Aim 1:
In the MAF test post, what is the writer's maximum aerobic heart rate?
Aim 2:
Output the part of the MAF test post that opens with the words containing "My replacement heart" and closes with "how it worked.".
Aim 3:
Pick up the running post about the MAF test attempt after its last sentence and keep writing it.

Document passage:
MAF Test Attempt #1

My replacement heart rate monitor came on Saturday, and after I remembered I needed to sync it before it would connect with my watch, I was able to take it out for a test on Sunday.

I was attempting to set a baseline for measuring my aerobic progress using the MAF Test recommended by Dr. Maffetone. I was supposed to run a warm-up, followed by 5 miles at my maximum aerobic heart rate (mine is 142), and then a cool-down. The warm-up is 15-20 minutes long (or longer) and I was supposed to gradually increase my heart rate to 142. The 5 miles at 142 bpm should have gotten progressively slower, and then I had to cool down for 15-20 mins, bringing my heart rate gradually back down.

That’s not how it worked.

I chose to do the test along Minnesota Ave. on Minnesota Point, because it’s flat, so I wouldn’t have hills messing up my results. It didn’t seem that cold and the trees didn’t seem to be moving so I didn’t think there was any wind. Wind and cold can affect the heart rate. It turned out it was windy, so that was annoying.

Supplied entries:

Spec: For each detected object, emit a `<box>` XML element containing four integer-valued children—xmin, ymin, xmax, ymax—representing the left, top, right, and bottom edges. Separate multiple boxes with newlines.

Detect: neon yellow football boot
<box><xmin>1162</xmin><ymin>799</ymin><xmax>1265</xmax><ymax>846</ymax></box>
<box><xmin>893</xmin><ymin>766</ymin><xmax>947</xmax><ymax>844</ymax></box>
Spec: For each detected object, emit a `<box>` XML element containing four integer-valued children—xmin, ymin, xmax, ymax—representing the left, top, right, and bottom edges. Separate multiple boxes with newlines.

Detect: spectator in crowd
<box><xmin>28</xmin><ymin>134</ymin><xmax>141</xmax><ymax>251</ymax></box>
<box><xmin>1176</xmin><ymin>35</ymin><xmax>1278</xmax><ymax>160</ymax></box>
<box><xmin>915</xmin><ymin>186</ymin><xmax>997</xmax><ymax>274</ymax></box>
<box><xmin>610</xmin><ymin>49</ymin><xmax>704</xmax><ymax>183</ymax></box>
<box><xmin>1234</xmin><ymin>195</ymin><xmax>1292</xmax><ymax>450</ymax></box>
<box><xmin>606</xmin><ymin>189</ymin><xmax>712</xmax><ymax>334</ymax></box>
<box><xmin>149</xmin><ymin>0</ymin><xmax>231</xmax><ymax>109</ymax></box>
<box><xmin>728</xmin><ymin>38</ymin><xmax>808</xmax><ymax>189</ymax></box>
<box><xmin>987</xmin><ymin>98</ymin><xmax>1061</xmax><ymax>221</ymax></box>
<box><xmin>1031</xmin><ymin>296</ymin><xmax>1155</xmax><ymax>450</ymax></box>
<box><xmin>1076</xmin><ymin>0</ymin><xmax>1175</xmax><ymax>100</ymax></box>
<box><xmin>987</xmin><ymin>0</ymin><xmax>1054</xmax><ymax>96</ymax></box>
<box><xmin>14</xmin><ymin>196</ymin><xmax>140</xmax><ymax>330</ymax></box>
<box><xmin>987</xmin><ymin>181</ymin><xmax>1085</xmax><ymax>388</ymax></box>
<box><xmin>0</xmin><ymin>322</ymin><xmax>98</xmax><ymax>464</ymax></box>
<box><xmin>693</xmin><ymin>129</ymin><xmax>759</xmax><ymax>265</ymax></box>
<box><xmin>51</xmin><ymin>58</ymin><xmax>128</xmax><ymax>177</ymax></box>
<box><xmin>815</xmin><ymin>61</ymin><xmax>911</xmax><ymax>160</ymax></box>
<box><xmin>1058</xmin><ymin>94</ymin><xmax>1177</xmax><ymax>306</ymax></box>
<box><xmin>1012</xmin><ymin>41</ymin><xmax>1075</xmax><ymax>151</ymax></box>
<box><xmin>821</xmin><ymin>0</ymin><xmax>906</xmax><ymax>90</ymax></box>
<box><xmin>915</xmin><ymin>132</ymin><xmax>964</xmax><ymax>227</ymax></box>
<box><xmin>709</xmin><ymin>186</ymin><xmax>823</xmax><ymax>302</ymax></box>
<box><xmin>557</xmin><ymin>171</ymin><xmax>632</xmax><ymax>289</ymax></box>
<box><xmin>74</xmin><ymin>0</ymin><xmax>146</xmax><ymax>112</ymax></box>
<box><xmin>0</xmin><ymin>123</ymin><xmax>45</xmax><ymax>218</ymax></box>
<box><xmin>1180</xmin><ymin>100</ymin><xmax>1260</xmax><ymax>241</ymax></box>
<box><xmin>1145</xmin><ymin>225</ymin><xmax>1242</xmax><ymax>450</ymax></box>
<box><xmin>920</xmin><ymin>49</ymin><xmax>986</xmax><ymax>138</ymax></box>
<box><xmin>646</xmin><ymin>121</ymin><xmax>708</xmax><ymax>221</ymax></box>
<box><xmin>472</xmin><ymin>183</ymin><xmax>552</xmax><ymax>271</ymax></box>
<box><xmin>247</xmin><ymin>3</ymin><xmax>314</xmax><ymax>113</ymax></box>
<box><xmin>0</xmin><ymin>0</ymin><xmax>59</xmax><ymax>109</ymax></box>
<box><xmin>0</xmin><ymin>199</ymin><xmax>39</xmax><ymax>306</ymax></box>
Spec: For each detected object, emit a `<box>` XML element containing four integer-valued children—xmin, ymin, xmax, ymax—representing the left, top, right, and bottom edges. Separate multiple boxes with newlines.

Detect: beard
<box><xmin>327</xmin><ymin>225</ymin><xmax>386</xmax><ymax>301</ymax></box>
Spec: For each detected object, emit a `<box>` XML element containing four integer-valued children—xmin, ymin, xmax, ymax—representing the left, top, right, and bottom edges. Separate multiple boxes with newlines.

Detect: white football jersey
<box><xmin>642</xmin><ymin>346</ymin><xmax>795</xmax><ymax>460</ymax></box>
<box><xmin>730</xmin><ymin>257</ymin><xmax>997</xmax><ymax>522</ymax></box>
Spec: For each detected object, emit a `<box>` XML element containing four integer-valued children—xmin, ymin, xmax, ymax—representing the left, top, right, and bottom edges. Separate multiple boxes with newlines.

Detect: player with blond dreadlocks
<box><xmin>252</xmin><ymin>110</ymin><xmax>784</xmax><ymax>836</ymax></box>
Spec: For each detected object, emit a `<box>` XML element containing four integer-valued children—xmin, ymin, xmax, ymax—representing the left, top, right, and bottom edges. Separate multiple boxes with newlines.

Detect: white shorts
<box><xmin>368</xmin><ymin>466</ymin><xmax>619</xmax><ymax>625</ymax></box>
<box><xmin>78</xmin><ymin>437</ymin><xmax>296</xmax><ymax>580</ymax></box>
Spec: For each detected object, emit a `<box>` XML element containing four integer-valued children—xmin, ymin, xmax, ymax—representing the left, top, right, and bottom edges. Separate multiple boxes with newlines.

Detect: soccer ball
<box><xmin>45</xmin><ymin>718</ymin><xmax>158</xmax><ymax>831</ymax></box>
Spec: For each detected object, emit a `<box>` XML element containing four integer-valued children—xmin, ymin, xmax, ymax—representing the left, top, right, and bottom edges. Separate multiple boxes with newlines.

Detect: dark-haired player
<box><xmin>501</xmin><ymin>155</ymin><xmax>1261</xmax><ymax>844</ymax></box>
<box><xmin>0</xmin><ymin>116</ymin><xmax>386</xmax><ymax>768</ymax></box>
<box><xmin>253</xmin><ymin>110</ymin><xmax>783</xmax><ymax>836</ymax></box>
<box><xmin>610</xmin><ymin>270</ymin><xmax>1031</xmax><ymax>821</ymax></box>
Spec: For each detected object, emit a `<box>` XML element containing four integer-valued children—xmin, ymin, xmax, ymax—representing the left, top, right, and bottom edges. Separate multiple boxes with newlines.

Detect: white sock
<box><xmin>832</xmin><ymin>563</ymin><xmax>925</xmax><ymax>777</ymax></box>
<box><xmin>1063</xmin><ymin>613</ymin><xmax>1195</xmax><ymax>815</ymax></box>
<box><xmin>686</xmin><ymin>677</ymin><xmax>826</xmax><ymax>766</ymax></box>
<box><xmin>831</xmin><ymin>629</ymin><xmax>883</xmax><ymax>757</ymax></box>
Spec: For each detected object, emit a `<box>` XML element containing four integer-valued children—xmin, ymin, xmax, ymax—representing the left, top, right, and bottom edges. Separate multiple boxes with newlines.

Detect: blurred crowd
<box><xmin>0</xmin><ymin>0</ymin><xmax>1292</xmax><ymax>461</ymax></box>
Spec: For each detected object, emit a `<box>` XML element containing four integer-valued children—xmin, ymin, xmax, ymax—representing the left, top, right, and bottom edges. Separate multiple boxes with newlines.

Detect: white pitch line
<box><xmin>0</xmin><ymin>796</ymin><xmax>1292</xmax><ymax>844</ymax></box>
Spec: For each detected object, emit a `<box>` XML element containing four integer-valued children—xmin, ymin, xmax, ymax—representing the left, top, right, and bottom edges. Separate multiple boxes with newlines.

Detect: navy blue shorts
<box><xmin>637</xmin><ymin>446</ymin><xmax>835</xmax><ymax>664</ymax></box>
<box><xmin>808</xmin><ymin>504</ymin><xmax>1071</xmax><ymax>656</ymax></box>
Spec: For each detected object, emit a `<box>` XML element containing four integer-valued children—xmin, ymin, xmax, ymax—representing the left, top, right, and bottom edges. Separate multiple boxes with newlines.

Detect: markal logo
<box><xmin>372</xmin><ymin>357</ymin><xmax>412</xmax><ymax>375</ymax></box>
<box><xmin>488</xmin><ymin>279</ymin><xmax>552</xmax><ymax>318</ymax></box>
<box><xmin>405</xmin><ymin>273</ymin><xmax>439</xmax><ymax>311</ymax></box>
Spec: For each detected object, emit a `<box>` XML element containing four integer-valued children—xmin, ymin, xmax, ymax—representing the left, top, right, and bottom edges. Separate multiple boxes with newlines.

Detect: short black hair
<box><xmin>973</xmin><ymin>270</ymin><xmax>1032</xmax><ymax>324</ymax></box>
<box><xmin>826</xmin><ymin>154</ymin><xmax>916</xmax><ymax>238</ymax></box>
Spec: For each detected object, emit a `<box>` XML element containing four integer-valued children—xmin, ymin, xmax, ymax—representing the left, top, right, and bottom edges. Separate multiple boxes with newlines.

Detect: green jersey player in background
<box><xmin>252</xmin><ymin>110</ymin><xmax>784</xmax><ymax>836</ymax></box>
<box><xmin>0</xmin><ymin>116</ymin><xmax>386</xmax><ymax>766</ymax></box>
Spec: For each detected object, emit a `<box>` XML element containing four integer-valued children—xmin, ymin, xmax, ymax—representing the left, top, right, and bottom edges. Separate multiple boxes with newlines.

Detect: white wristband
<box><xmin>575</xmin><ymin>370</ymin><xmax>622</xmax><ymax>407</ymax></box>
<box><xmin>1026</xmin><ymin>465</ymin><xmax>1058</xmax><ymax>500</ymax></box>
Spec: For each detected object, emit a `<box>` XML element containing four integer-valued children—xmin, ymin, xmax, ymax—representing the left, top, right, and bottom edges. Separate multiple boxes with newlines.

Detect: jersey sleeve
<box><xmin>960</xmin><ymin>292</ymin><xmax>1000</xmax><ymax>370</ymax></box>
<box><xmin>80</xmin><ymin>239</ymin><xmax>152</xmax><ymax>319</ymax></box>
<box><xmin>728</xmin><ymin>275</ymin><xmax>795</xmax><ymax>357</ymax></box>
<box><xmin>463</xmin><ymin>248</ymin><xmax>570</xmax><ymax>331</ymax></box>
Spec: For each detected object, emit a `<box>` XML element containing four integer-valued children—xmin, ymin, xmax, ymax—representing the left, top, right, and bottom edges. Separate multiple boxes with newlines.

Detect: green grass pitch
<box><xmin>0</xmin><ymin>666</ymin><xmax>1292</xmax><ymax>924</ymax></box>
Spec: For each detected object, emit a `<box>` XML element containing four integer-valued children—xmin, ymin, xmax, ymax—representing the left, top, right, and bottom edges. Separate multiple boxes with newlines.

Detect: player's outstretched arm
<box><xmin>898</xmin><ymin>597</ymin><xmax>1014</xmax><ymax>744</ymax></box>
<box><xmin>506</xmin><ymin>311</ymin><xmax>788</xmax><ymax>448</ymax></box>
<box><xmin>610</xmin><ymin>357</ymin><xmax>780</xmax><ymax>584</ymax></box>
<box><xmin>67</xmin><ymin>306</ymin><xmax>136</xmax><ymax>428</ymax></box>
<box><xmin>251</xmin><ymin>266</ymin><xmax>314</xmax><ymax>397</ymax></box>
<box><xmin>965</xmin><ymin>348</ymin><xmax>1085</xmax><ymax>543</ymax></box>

Response 1:
142 bpm.

Response 2:
My replacement heart rate monitor came on Saturday, and after I remembered I needed to sync it before it would connect with my watch, I was able to take it out for a test on Sunday.

I was attempting to set a baseline for measuring my aerobic progress using the MAF Test recommended by Dr. Maffetone. I was supposed to run a warm-up, followed by 5 miles at my maximum aerobic heart rate (mine is 142), and then a cool-down. The warm-up is 15-20 minutes long (or longer) and I was supposed to gradually increase my heart rate to 142. The 5 miles at 142 bpm should have gotten progressively slower, and then I had to cool down for 15-20 mins, bringing my heart rate gradually back down.

That’s not how it worked.

Response 3:
I was having trouble with my heart rate from the get-go. I was walking and it was spiking even though I was barely exerting myself, and then the monitor slipped down and I lost contact. It wasn’t tight enough, since I was afraid of stretching out the strap too much, as happened with my first heart rate monitor. Apparently stretching out the strap affects its ability to function. Argh.

Warmup: 1 mile, 18:39, 115 bpm avg

I was micro-managing my heart rate during the first mile, but it was either too high or too low, jumping all over the place. The road was snowy and/or icy in spots, and the sidewalks weren’t consistently cleared. I was running on the road and at times had to pause and wait for cars to go by before I could safely get around parked vehicles. I ended up with almost exactly the opposite of what is supposed to happen in the test.

Mile 1: 16:52, 137 bpm
Mile 2: 16:03, 134 bpm
Mile 3: 16:00, 133 bpm
Mile 4: 15:27, 134 bpm
Mile 5: 15:43, 135 bpm

Whoops. I’m not sure what this means. Maybe I need a longer warm-up. Maybe I need to use a lower max heart rate. Maybe this is not going to work in winter. I don’t know.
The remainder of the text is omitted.